## GIVEN TEXT

· · ·

Mounting S3 Buckets Using FUSE

Over the past few days, I've been playing around with FUSE and a FUSE-based filesystem backed by Amazon S3, s3fs. Until recently, I've had a negative perception of FUSE that was pretty unfair, partly based on some of the lousy FUSE-based projects I had come across. I'm sure some of it also comes down to some partial ignorance on my part for not fully understanding what FUSE is and how it works.

What is FUSE?

FUSE is a loadable kernel module that lets you develop a user space filesystem framework without understanding filesystem internals or learning kernel module programming. This basically lets you develop a filesystem as executable binaries that are linked to the FUSE libraries. So, if you're not comfortable hacking on kernel code, FUSE might be a good option for you.

· · ·

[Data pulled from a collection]
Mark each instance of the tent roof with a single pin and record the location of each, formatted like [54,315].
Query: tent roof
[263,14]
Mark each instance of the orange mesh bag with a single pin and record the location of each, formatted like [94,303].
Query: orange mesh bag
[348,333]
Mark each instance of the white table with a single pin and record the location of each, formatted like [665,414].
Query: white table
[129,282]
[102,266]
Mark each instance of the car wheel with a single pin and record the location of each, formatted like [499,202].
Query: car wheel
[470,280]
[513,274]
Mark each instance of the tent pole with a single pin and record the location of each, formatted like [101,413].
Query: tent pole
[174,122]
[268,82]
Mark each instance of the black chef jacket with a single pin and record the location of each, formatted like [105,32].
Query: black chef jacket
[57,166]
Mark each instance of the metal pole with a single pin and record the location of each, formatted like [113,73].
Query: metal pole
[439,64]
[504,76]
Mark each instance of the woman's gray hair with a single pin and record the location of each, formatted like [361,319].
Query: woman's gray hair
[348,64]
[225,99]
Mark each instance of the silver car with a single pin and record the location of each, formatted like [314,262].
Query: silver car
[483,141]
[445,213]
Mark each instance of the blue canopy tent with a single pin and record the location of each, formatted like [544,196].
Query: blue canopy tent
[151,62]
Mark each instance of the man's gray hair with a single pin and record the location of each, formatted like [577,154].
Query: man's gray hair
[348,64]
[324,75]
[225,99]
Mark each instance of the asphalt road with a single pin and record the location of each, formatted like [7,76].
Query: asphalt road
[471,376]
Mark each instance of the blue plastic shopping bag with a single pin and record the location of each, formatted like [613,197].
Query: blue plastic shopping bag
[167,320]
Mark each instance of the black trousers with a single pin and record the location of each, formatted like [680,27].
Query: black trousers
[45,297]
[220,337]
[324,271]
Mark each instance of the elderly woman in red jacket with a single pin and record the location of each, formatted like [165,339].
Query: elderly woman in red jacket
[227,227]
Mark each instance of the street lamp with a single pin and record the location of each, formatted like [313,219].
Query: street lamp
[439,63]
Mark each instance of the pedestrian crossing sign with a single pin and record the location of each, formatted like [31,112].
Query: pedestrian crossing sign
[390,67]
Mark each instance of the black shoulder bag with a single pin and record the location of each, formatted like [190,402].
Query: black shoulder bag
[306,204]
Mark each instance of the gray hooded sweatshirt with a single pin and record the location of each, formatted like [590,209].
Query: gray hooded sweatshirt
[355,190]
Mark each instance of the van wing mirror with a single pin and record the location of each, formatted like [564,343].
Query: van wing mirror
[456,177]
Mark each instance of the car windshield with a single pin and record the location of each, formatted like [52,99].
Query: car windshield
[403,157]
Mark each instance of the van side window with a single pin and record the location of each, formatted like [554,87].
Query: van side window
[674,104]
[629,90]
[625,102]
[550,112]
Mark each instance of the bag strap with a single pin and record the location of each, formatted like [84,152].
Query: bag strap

· · ·

## TO BE DONE
According to the text on mounting S3 buckets with FUSE, what does FUSE let you develop a filesystem as? You can leave the records aside, since they aren't needed here.

## THE SOLUTION
Executable binaries that are linked to the FUSE libraries.